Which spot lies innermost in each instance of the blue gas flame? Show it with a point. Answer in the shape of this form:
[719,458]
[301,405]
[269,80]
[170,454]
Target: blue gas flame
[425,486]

== == ==

TASK BRIEF
Could you copy out every record above exactly as it appears?

COMPLETED TASK
Which spot lies innermost in each instance of the blue gas flame? Show it with a point. Answer in the shape of this form:
[719,458]
[301,405]
[269,80]
[170,454]
Target: blue gas flame
[425,486]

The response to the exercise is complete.